--- start Given data ---

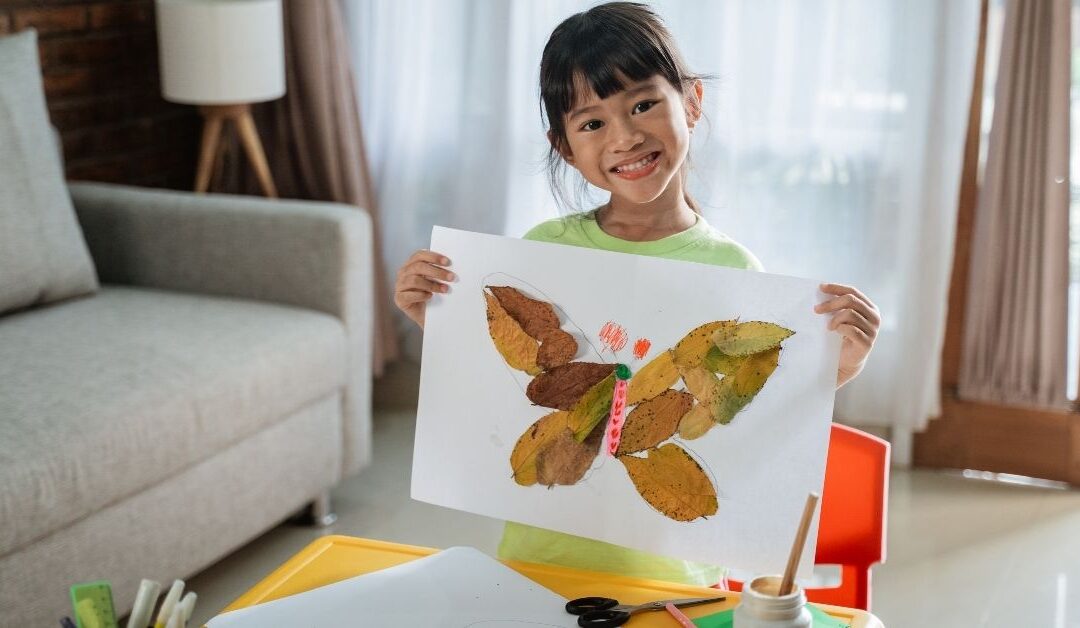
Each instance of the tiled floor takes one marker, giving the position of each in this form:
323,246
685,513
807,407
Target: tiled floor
961,552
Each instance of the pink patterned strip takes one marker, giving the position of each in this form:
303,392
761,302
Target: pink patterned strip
613,432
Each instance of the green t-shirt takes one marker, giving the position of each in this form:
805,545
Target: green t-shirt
520,542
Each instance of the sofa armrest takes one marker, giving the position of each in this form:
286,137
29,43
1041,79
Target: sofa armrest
308,254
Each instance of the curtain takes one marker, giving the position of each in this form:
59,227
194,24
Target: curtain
833,146
1015,345
313,138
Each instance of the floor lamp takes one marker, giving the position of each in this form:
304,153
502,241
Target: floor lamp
223,55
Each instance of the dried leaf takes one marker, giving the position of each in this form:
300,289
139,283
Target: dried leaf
541,433
736,391
701,383
517,348
693,347
673,483
556,347
593,408
563,386
535,317
696,423
719,362
653,422
750,337
755,371
565,461
652,378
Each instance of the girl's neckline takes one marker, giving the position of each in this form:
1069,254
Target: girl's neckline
604,240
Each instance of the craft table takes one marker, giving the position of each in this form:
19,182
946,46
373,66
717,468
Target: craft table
335,558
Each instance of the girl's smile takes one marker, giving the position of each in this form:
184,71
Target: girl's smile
634,169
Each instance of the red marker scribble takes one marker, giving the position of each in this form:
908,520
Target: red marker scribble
613,335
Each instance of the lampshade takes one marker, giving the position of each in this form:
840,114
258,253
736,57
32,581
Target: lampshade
220,52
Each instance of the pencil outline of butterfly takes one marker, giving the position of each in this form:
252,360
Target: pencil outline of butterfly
721,364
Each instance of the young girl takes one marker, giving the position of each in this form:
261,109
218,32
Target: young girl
621,105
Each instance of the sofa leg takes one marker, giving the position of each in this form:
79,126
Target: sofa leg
321,510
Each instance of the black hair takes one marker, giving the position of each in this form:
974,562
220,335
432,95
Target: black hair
603,48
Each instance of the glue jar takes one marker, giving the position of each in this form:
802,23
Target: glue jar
761,608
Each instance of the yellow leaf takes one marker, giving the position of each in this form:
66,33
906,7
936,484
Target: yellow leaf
693,347
750,337
517,348
672,482
593,408
523,459
701,383
653,422
696,423
652,378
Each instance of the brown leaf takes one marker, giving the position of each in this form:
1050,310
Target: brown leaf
750,337
517,348
652,378
696,423
653,422
563,386
541,433
672,482
535,317
565,461
693,347
556,347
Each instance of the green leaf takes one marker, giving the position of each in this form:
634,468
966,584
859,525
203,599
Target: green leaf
750,337
593,408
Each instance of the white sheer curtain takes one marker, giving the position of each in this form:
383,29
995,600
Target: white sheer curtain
833,150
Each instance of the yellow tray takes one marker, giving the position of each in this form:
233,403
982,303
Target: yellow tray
331,559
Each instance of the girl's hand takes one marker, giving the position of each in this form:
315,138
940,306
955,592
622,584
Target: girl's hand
419,278
858,320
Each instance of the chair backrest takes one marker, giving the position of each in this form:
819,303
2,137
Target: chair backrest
853,510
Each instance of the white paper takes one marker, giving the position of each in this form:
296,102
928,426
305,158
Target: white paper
456,588
472,406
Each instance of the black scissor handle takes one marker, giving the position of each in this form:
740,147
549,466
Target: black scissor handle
582,605
607,618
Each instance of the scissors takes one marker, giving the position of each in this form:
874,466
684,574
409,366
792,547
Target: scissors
605,612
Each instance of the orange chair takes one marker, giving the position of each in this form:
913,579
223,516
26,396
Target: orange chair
853,503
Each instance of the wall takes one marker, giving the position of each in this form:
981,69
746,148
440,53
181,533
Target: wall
99,66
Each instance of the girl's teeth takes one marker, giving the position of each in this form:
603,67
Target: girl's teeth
636,165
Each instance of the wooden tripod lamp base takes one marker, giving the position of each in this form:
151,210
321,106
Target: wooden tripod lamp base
214,118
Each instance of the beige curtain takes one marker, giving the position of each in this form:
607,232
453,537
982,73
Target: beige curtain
1014,348
313,141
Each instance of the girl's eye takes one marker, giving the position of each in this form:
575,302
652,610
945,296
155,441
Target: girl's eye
644,106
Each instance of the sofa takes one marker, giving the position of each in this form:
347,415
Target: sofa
178,372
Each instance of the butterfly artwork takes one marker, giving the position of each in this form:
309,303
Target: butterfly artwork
643,418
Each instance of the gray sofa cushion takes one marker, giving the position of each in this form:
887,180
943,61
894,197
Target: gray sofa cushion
42,253
103,397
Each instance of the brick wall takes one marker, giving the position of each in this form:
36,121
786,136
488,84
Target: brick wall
99,65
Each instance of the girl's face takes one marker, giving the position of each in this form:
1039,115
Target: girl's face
632,144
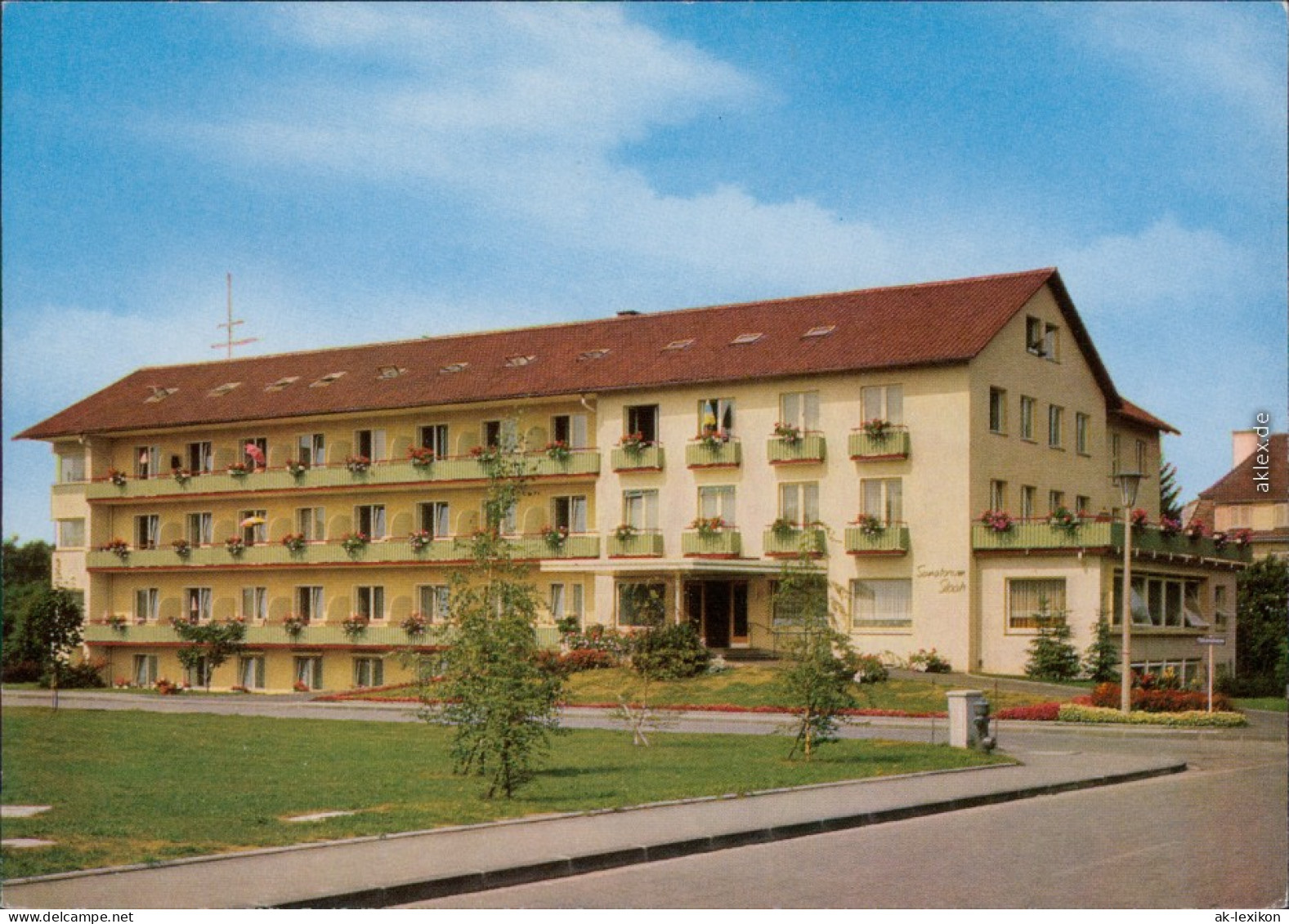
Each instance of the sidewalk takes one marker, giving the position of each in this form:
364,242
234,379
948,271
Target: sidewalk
405,868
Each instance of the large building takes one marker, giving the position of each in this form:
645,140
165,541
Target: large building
873,426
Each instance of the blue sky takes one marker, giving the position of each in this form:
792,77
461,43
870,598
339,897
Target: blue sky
384,172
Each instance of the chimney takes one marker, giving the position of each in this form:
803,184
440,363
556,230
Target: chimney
1243,444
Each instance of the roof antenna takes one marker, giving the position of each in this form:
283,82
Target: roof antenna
230,343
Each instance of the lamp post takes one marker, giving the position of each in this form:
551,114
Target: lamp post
1128,484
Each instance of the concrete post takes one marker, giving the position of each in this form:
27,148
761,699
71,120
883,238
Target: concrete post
962,712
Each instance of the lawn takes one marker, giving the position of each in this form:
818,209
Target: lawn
136,787
750,685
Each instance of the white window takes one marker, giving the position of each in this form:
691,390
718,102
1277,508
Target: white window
370,444
308,672
716,415
254,605
370,521
1027,598
570,428
433,600
198,604
145,671
369,672
311,450
884,402
436,518
201,529
201,458
798,502
996,410
569,513
435,437
717,502
1027,417
308,604
639,509
250,672
311,524
147,602
882,604
71,533
799,410
884,498
370,604
71,468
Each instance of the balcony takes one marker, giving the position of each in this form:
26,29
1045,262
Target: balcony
722,454
440,471
649,458
786,544
1038,533
807,449
381,551
893,444
891,540
641,546
723,544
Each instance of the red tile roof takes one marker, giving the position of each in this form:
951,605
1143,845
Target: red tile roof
900,326
1239,484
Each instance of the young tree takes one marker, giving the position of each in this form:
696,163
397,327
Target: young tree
820,663
55,624
1101,661
494,691
1052,656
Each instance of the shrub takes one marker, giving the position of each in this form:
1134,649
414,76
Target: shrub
1106,695
669,652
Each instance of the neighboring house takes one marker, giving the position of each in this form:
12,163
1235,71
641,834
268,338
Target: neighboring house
873,426
1253,495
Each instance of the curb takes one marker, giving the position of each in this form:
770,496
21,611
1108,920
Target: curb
402,893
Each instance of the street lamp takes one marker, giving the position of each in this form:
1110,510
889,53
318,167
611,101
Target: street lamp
1128,484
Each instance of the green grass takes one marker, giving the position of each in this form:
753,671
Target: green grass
136,787
1271,704
750,685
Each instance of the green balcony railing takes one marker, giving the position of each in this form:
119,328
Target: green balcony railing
455,468
893,444
713,455
643,459
780,544
808,448
1038,533
893,540
383,551
641,546
723,544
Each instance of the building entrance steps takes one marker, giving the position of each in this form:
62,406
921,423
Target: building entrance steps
413,866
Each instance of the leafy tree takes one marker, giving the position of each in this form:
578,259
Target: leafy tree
1052,656
217,642
1170,491
55,625
820,663
495,691
1261,631
1101,661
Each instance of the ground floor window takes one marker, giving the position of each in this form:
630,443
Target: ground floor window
250,672
882,604
308,672
145,671
369,672
641,604
1029,598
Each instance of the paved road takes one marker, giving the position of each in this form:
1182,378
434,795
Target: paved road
1213,837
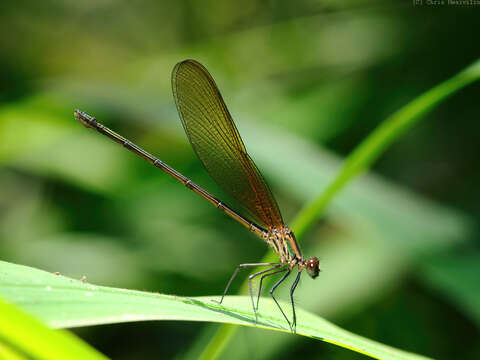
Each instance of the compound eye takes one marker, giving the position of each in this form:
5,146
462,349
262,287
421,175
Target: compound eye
312,267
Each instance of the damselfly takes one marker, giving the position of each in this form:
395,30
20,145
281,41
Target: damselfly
217,143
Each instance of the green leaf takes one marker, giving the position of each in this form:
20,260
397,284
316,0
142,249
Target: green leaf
65,302
23,337
360,160
456,276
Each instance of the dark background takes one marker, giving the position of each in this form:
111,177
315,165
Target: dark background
305,81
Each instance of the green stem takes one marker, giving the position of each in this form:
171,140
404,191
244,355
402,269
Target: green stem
362,157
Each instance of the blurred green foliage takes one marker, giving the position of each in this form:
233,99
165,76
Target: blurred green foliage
303,80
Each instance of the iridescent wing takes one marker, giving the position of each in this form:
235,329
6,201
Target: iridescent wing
217,143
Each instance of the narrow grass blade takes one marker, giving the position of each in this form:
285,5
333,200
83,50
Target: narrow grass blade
23,337
65,302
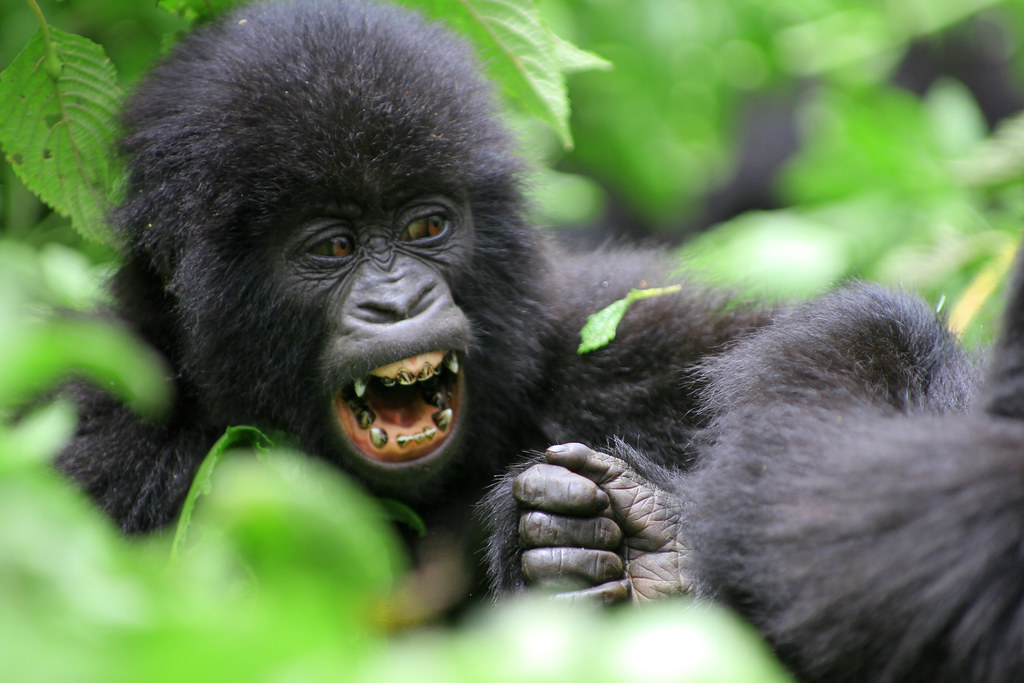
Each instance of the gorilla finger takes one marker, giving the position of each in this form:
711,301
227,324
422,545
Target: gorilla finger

--- end Given data ---

**What you will do:** Skip the pictures and retype exactly the lines from the one that contains "Each instance of the green stem" to the last line of the records.

**Exercise response:**
Each instance of the green stem takes one marker, giving the position of each in this form:
171,140
404,191
244,355
402,269
Target: green stem
362,157
Each instance of the blurred green foliage takes one marker, giving the position of each in this form:
233,99
165,76
Target: blurred green foliage
303,80
Each instance of the iridescent wing takes one marker, giving the position of each in this form:
235,329
6,201
Target: iridescent wing
217,143
Each instance of the narrow grass blade takes one marker, giving the position of each in this form:
285,5
333,200
83,50
Target: narrow grass blade
23,337
65,302
Each instance of the gorilla finger takes one marker, giving the position of each in this form:
711,301
227,324
422,545
Target: gorilla finger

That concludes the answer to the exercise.